EXERCISE REQUIREMENTS ::
Starting at the top of the listing below and ending at the line that contains "(1061, 338)", write out every line again, requests included, and shift each coordinate in the answers by adding 134 to both of its numbers.

Point annotation dataset records ::

*-*-*

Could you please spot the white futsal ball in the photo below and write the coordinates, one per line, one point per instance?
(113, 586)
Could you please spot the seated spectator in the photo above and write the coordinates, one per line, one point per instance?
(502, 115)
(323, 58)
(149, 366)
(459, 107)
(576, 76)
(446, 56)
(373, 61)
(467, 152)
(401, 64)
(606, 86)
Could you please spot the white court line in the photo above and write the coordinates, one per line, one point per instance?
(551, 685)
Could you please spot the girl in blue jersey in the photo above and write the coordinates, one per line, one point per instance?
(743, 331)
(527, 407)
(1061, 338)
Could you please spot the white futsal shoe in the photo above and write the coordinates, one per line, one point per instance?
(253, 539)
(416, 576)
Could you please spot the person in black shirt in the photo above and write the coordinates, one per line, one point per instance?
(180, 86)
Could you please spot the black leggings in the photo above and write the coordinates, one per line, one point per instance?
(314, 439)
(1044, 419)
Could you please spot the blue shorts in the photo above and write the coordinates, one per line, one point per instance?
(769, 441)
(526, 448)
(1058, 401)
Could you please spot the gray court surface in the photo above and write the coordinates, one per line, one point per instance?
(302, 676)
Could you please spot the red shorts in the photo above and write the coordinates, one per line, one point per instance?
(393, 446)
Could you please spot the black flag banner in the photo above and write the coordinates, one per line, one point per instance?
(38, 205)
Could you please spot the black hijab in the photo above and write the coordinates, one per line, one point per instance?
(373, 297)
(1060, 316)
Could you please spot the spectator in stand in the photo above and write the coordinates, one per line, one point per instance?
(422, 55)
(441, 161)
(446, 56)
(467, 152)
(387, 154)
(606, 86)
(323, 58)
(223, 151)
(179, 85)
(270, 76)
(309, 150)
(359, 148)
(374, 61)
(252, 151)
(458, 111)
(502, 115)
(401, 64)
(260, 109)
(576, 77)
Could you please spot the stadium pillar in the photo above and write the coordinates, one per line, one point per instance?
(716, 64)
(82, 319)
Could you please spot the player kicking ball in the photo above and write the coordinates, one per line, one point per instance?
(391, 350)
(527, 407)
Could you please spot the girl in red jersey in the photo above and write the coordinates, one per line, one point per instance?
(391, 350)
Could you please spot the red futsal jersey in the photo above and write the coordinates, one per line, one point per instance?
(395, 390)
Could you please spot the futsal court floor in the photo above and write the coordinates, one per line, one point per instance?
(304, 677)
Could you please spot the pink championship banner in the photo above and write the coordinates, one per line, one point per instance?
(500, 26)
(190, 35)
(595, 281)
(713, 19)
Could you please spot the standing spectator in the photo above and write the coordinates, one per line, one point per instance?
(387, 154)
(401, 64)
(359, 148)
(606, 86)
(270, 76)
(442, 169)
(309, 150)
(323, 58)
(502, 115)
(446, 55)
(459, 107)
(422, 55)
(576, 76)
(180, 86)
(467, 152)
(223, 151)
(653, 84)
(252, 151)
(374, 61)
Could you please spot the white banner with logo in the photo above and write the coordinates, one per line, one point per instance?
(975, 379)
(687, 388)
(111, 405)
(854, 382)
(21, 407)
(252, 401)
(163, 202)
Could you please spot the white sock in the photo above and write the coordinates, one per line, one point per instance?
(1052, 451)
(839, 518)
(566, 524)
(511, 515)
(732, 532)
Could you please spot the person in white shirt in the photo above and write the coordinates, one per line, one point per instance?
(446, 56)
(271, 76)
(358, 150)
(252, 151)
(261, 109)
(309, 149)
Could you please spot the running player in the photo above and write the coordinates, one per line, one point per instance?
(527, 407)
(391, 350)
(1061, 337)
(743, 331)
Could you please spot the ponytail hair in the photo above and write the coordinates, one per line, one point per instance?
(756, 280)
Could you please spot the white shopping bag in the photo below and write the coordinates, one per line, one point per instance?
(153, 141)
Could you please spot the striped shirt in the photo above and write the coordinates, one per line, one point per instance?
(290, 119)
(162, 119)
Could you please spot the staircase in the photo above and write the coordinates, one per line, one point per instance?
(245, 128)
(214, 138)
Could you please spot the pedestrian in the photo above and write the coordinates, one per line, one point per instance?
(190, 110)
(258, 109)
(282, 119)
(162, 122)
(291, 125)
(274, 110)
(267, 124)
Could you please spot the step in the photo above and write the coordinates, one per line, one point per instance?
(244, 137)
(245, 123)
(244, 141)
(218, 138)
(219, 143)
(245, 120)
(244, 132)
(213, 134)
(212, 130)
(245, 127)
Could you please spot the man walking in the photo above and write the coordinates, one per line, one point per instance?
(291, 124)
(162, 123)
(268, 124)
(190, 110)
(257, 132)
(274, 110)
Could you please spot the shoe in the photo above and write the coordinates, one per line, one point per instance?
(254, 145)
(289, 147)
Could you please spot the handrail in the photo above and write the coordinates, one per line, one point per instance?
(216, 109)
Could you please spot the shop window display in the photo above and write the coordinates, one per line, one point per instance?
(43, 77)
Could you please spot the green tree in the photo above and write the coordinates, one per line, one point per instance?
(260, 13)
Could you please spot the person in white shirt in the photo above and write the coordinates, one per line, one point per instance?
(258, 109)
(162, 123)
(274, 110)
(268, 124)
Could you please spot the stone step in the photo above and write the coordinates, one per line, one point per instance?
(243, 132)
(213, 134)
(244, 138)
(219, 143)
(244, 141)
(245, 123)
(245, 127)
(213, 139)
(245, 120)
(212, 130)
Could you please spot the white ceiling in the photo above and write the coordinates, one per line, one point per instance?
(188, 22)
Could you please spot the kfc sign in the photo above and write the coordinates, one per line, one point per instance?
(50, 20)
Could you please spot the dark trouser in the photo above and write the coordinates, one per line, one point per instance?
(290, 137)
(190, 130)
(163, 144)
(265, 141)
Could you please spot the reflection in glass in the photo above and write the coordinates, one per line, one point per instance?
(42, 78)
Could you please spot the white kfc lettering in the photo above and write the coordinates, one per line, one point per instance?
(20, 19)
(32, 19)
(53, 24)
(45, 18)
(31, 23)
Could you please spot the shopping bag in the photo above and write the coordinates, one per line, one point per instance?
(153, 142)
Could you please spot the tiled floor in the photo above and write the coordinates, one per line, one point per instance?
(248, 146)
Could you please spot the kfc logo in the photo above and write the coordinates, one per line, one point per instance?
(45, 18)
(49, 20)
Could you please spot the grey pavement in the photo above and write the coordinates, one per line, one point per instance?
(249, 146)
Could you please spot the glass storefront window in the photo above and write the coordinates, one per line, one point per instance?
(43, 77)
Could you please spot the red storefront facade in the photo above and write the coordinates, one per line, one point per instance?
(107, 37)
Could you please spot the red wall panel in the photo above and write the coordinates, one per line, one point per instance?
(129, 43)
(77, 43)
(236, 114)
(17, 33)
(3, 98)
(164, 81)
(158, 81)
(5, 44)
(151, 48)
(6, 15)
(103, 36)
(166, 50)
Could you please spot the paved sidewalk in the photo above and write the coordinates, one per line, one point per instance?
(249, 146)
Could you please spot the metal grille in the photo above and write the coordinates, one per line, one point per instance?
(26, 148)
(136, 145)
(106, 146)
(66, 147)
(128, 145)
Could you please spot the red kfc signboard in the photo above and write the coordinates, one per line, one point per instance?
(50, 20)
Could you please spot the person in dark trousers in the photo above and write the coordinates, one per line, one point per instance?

*-*-*

FINAL RESULT ::
Could you please spot the white futsal ball in the photo below and write the coordinates, one per line, one point per instance?
(247, 720)
Could you please spot the seated spectator in the photo above and write the coordinates, one per line, one point per instance?
(636, 249)
(457, 192)
(283, 500)
(593, 241)
(710, 210)
(580, 190)
(507, 195)
(601, 286)
(535, 198)
(740, 220)
Could you please spot the white court line in the photo above and write the coordinates, one per line, one point per instance?
(685, 819)
Could you please spot the girl in blue jersey in the photo above and write the coordinates, one per line, one point per instance?
(877, 465)
(661, 541)
(1195, 472)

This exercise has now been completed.